EXTRACTED INFORMATION Start Marker

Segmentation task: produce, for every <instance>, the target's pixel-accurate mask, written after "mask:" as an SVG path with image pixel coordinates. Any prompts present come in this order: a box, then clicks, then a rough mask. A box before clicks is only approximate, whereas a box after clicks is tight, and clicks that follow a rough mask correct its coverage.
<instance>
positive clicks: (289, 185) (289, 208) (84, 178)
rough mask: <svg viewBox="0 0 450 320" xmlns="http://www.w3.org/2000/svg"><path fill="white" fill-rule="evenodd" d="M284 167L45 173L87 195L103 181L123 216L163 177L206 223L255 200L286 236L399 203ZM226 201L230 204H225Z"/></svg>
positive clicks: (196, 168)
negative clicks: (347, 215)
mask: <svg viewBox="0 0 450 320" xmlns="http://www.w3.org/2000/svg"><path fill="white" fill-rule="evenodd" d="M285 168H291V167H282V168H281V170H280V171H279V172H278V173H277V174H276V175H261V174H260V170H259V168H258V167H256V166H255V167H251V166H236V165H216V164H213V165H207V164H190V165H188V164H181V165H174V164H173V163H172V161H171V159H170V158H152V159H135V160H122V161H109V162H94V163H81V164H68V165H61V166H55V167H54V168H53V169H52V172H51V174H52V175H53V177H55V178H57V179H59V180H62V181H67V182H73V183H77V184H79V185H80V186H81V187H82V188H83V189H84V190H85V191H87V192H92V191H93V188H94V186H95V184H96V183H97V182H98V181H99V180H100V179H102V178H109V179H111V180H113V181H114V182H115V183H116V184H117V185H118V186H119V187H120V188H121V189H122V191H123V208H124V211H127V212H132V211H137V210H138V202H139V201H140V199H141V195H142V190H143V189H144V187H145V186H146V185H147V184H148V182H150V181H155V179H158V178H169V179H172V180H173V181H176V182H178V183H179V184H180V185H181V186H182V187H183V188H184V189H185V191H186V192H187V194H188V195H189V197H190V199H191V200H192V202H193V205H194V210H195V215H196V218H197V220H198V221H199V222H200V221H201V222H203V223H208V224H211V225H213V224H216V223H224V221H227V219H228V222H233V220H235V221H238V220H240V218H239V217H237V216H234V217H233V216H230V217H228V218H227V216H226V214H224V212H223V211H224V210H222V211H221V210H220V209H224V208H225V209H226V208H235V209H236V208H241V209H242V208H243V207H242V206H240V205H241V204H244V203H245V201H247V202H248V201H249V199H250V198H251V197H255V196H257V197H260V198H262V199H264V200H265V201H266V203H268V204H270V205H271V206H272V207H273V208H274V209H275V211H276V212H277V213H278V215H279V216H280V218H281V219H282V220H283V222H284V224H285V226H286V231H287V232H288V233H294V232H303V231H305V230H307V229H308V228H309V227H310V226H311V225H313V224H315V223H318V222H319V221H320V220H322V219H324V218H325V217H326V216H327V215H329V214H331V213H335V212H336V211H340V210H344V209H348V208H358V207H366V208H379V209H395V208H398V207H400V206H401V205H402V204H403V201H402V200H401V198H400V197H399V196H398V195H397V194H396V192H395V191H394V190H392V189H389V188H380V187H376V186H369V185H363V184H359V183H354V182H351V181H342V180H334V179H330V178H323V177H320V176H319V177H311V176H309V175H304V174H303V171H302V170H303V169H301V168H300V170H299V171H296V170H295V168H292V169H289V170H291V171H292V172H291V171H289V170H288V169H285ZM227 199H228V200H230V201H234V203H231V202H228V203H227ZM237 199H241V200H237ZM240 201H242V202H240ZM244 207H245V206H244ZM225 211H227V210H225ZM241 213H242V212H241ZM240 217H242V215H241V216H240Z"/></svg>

EXTRACTED INFORMATION End Marker

→ **WHAT THE TASK ASKS**: Lay out the entries as a JSON list of strings with one string per line and no blank lines, starting at the first line of the entries and ending at the line that contains "positive clicks: (196, 168)".

→ **WRITTEN RESPONSE**:
[
  "Segmentation task: produce, for every <instance>, the target's pixel-accurate mask, written after \"mask:\" as an SVG path with image pixel coordinates. Any prompts present come in this order: a box, then clicks, then a rough mask. A box before clicks is only approximate, whereas a box after clicks is tight, and clicks that follow a rough mask correct its coverage.",
  "<instance>",
  "positive clicks: (289, 185) (289, 208) (84, 178)",
  "rough mask: <svg viewBox=\"0 0 450 320\" xmlns=\"http://www.w3.org/2000/svg\"><path fill=\"white\" fill-rule=\"evenodd\" d=\"M284 167L45 173L87 195L103 181L123 216L163 177L206 223L255 200L286 236L399 203ZM226 201L230 204H225Z\"/></svg>",
  "positive clicks: (196, 168)"
]